ABOUT THIS TASK: Only an exact, line-for-line copy of the data will serve as the answer.

——

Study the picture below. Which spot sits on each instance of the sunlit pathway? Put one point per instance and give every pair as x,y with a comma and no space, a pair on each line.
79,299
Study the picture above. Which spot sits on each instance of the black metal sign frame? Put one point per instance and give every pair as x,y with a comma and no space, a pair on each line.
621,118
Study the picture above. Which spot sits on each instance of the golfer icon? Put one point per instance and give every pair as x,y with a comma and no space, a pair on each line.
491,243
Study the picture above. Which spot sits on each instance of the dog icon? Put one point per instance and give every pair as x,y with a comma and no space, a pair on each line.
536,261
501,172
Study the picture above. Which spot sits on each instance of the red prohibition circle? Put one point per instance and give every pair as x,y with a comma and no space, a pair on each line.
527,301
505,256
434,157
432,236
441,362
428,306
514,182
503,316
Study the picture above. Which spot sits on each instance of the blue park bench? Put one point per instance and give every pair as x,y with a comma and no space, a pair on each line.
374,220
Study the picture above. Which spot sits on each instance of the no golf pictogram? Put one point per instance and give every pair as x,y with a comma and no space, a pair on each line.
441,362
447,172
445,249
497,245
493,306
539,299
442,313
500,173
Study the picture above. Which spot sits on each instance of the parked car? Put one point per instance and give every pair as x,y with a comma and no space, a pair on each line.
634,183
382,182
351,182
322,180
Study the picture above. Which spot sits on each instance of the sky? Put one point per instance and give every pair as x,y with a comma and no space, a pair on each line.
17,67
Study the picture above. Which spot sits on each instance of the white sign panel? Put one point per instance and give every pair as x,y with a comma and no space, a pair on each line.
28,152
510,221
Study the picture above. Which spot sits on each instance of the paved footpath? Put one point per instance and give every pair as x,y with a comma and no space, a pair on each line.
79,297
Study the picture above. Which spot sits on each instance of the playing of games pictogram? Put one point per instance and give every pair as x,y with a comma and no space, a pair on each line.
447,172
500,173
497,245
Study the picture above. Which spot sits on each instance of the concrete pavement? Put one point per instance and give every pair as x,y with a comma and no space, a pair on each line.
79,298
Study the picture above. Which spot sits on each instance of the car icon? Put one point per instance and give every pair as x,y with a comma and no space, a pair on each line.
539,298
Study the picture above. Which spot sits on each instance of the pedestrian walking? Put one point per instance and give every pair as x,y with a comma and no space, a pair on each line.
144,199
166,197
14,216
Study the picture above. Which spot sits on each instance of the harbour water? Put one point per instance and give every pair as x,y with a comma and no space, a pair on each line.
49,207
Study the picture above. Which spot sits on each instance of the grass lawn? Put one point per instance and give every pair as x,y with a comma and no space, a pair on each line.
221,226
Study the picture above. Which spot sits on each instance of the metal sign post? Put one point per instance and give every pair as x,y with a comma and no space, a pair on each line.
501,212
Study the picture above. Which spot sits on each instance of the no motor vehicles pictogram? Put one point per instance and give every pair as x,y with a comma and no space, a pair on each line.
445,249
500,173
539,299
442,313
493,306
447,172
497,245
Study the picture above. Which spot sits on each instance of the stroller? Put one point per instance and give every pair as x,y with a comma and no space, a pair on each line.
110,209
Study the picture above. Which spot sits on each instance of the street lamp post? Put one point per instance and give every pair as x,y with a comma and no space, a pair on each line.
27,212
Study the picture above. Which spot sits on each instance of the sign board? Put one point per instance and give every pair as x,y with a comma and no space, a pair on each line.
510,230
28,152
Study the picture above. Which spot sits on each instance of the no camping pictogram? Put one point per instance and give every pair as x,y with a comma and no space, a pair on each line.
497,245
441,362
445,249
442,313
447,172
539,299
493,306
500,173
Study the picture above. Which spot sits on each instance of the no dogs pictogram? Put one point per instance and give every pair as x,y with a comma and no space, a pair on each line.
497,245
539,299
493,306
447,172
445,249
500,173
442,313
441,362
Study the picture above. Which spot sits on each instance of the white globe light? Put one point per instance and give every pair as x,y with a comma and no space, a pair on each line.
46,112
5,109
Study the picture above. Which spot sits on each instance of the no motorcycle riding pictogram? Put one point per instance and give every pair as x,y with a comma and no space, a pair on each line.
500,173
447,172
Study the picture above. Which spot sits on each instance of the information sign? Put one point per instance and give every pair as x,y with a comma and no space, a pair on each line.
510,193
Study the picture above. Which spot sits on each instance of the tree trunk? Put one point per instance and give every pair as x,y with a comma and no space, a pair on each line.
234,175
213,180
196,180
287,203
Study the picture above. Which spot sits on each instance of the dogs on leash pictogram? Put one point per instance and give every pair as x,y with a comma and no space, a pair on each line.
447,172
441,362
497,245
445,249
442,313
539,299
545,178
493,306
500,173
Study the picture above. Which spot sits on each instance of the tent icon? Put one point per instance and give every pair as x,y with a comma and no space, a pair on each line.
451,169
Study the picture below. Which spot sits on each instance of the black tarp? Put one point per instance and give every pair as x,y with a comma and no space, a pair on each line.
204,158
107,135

——

SOLUTION FOR THIS EXERCISE:
Study the picture below. Which spot sits on each instance of the sunlit pathway? Put one point per instance and give every pair as x,y with a comma and no space, a pair on each line.
79,299
Study the picture above. Which spot sits on each instance of the black metal sign frame? Put one point per instance and give every pair as x,y with a comma and no space, a pair on each line.
621,118
Study the picture above. Which spot sits on each instance of the golfer icon? Put one point per instance and give every pair as x,y with a comma and no space, a pair on each line.
491,243
Study the picture above. Which spot sits on each instance of the dog icon? Put one point per instance and give every pair as x,y with a comma and no space, a pair on each line.
536,261
501,172
Study the picture above. Which spot sits on each instance of the red prohibition circle? Put one point per instance and give every pair as x,y with a comma and no space, a pair on each line.
527,301
505,256
434,157
432,236
441,362
428,306
514,182
503,316
Study the picture above. Which spot sits on each instance of the blue park bench? Put one point per instance and give every pair as x,y with a comma and no space, a pair on each line.
374,220
Study the picture above. Which spot sits on each instance of the no golf pictogram? Put one point per instance and give every pair as x,y with a comma and no space, a pair on each line.
441,362
447,172
445,249
497,245
493,306
539,299
442,313
500,173
Study the picture above. Which spot sits on each instance of the parked car? Put one point per instance and give every pair as x,y with a comma and no space, a pair on each line.
634,183
382,182
351,182
322,180
Study the picture above. Which spot sits on each instance of the sky? Put one point per instance and give every pair as x,y with a comma and no space, a pair on each line.
17,67
Study the picture above. Which spot sits on each instance of the white sign panel? Put one point per instance and give every pair as x,y with a comma and no space, a pair on each line.
28,152
510,221
Study the picture above. Which spot sits on each instance of the paved footpath? Put one point per instance and give every pair as x,y with a comma and no space, a pair on each line.
79,297
Study the picture above. Which spot sits on each instance of the playing of games pictogram? Put one point per instance and give every pair as x,y with a comma and no space, a pair on each line.
447,172
500,173
497,245
Study the picture above. Which spot sits on each instance of the concrete pavement? Put one point per instance and give every pair as x,y with a comma and no space, a pair on each line.
79,298
Study the picture above. Which spot sits on each instance of the car icon? Put one point per instance and give every pair as x,y with a comma and no space, a pair on each line.
539,298
Study the picture above. Which spot sits on each instance of the pedestrian walking? Put one point per instance and give every pair as x,y with a comma and no space, a pair on each line.
144,199
166,197
14,216
Study the picture above. Which spot sits on each instance of the harbour water? Put one point per instance and give every pair as x,y with a comma and no space, a pair on each line.
49,207
Study the picture above. Which spot sits on each instance of the grass lawn? Put one point per instance and give every pair as x,y with a comma and no space, a pair on each line.
221,226
Study the picture above. Which spot sits on each instance of the metal sign post? Put one point per instance and give every pair as x,y with a comma and no space, a pair on each line.
501,212
Study the picture above. Which spot sits on each instance of the no motor vehicles pictogram? Put one point per instance and give every pair as x,y with a comma and no space, a pair on each line.
445,249
500,173
539,299
442,313
493,306
447,172
497,245
Study the picture above. Which spot sits on each instance of the stroller? Put one point per instance and give every pair as x,y with a comma and no space, a pair on each line.
110,209
Study the picture above. Which spot sits on each instance of the street lamp post? Put one point per instance and give every pair as x,y with a comma and no space, a pair on each line.
27,212
Study the picture above. Which spot sits on each instance of the sign board? Put one point per instance and give every pair as x,y with a comma and no space, a pair on each line.
510,230
28,152
Study the picture above. Which spot sits on each instance of the no camping pictogram? Put one point per instance and give every pair as x,y with a comma and no space, a pair on each line.
497,245
441,362
445,249
442,313
447,172
539,299
493,306
500,173
Study the picture above. Which spot sits on each instance of the no dogs pictogram? Put one point per instance and give every pair as x,y with a comma and no space, a pair on each line.
497,245
539,299
493,306
447,172
445,249
500,173
442,313
441,362
Study the picture above. Which spot sits on each instance of the white globe light? Put one point per instance and give every pair as x,y with a comma and no space, a pair on each line.
46,112
5,109
Study the picture above. Which spot sits on each instance of the no motorcycle riding pictogram? Put one point per instance and give every pair as x,y with a comma and no space, a pair on each line.
500,173
447,172
Study the picture above. Which spot sits on each instance of the information sign? Put one point per instance and give every pair as x,y with a comma and no space, a pair on each line.
510,193
Study the picture above. Which spot sits on each instance of the tree trunk? Put one point per instance and give every pair as x,y with a comma and no space, a pair on each line.
234,175
213,180
196,180
287,203
Study the picture above. Which spot sits on each instance of the dogs on leash pictogram? Put one point per instance and give every pair as x,y with a comma and no space, a pair on each line.
447,172
441,362
497,245
445,249
442,313
539,299
545,178
493,306
500,173
Study the picture above. Which spot sits on each instance of the tent icon? Put one point per instance and give every pair as x,y with a comma and no space, a pair on each line.
451,169
Study the picture below. Which spot sits on each instance of the black tarp? Put one point per instance and give every pair as x,y with a comma and no space, a pair on each line.
204,158
107,135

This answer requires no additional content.